● GIVEN TASK
In the football column below, condense the paragraph that begins "Outside the match, I believe" into a shorter version that keeps its main facts.

● TEXT SHOWN

▶

My kids at home were filing me in every ten minutes……even as I was starring at the traumatic Livescore internet service that does not tell you much apart from the blinking timing.

When I saw something like a Kenya Goal, I quickly remembered colleagues that were in Calabar and frantically tried to reach them. Got George Aluo and he confirmed that the Kenyans were truly leading! Despite George’s belief that the Eagles were playing well enough for an equalizer and subsequent victory, anguish has an agonizing meaning.

As the match progressed and the minutes ticked painfully towards stoppage time, I did not just know what was happening. I have spoken to quite a couple of people including the President of the NFF, yet I am not in a position to comment authoritatively on the match.

Outside the match, I believe those who said the Nations Cup honeymoon is over, are now beating their chest with “ I told you so” expressions. Outside the match, I believe those who called for a Nations Cup  postmortem are now vindicated. That we needed to come home, analyse and review our success as it were and plot a forward graph.

That, we did not do, wasting time instead on unnecessary bickerings that has now set us backward. If the Kenya draw is a wake up call, I thank the Harambee Stars. I was at the Babayara Stadium in Kumasi when it was finally confirmed that we had forced the Kenyans to a draw and unbelief reigned. For the President of the GFA, it was an opportunity to remind the Black Stars that football can be stupid. That if Kenya can go to Nigeria and be forced to a draw by the Champions of Africa, then they should be careful against Sudan the next day!

Much as I wished we were as emphatic in our post Nations Cup performance like the Ivoriens and the Burkinabe’s I did say I was not going to write about that match until I have the opportunity of seeing a video of it.

Let me talk about a match in which I was physically present, the CAF Confederations Cup encounter between Heartland of Owerri and Union Sportive Bitam of Gabon.

The moment I landed in Owerri, I knew things were not well. The body language of the officials said it all. Confidence was lacking in the team camp and the ambience and atmosphere was that of despair.

Twice, I have seen Governor Rochas in Lagos, come to cart away the Federation Cup, and twice I have been tempted to clap as he spoke glowingly about the team that has helped to re emphasise the history of Imo in Nigeria’s sports circles, five trophies in two years to boot.

   To get to Owerri and discover that the team lacks executive support was disheartening. Bless those governors who will seize this opportunity with both hands to highlight the prowess of their state!

On match day, thirty minutes to kick off the stadium was virtually empty. The stadium itself was nothing to write home about. Chalk was used to write the names of the teams on the score board while the key to the referee’s dressing room is bad.

◀

● DATASET CONTENT
▶

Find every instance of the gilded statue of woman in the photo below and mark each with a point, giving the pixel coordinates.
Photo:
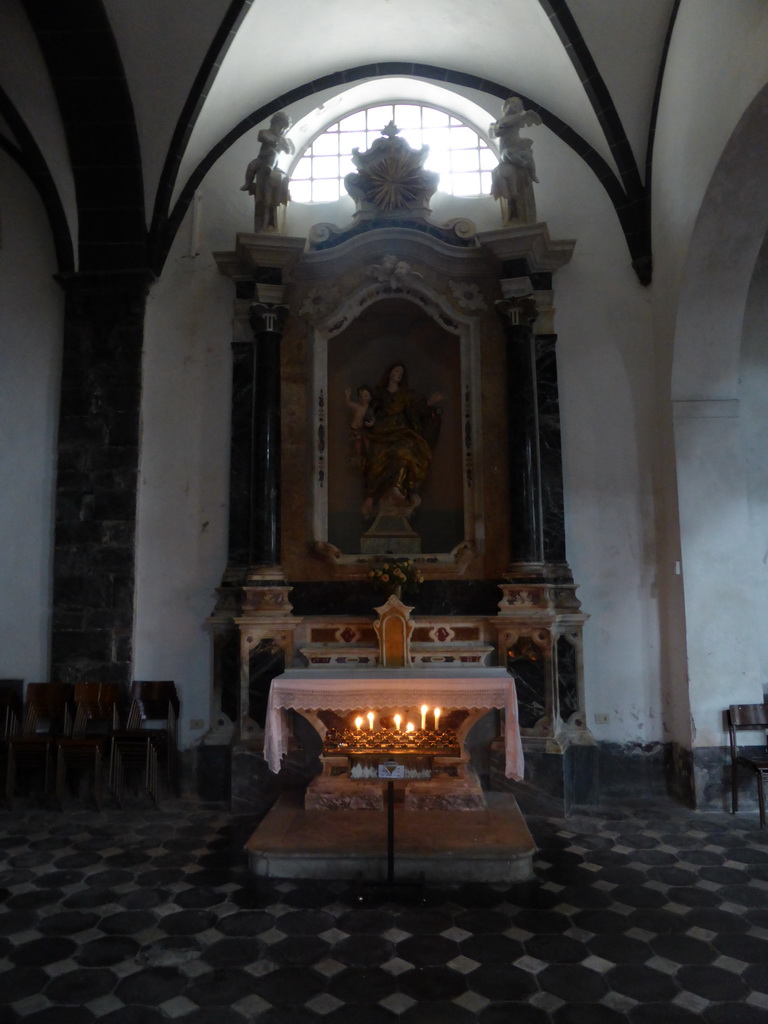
(399, 442)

◀

● WRITTEN ANSWER
The writer believes that those who declared the Nations Cup honeymoon over can now say "I told you so," and that those who called for a Nations Cup postmortem have been vindicated. The team needed to come home, analyze and review its success, and plot a way forward.